◆ About this exercise ◆
Would you please copy every line below that includes the string "eroded"?

◆ Information provided ◆
%%

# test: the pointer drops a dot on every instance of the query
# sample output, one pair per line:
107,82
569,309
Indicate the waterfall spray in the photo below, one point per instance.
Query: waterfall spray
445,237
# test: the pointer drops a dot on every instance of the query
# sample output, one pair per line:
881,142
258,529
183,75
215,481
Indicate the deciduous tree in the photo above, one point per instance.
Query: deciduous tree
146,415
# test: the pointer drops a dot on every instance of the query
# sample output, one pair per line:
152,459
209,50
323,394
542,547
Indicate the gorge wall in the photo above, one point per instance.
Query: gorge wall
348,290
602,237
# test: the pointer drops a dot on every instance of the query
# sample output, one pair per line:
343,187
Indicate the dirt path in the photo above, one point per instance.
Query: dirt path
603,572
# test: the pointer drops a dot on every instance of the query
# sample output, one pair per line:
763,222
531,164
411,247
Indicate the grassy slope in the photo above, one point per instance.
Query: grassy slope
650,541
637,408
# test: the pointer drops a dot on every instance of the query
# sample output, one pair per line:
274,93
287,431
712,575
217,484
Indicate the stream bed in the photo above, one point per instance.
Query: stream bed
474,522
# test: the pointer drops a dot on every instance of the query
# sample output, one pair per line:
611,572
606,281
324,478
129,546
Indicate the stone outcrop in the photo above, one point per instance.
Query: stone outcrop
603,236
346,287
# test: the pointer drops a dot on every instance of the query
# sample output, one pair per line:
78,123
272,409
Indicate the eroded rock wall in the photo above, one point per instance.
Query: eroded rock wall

%%
%%

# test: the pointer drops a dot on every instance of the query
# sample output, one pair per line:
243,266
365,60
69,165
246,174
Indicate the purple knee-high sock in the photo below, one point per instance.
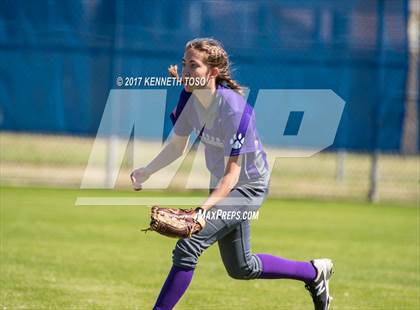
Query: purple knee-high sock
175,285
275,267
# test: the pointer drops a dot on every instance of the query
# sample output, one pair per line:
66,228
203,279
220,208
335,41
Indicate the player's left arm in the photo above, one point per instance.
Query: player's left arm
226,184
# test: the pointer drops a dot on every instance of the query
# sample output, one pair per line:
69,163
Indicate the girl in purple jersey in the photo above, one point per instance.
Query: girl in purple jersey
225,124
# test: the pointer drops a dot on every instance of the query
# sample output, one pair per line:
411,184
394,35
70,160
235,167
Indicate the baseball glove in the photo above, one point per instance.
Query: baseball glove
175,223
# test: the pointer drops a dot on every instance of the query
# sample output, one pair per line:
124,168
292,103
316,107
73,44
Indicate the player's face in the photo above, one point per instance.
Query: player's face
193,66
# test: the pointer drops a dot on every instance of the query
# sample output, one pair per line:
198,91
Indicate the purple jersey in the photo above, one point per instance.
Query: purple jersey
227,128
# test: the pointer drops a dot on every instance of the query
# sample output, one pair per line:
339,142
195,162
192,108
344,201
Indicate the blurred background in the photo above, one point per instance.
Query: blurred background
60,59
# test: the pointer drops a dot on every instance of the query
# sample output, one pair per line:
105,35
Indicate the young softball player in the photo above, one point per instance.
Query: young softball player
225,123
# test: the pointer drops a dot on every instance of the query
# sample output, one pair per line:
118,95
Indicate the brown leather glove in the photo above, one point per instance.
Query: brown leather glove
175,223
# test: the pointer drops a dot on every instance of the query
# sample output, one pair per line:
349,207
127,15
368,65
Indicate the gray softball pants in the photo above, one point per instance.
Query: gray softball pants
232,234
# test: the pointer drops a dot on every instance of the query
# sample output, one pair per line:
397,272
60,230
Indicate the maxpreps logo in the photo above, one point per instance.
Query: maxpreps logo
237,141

%%

◆ Answer to this exercise ◆
Indicate the eroded rock wall in the photo above, one point per instance.
Query: eroded rock wall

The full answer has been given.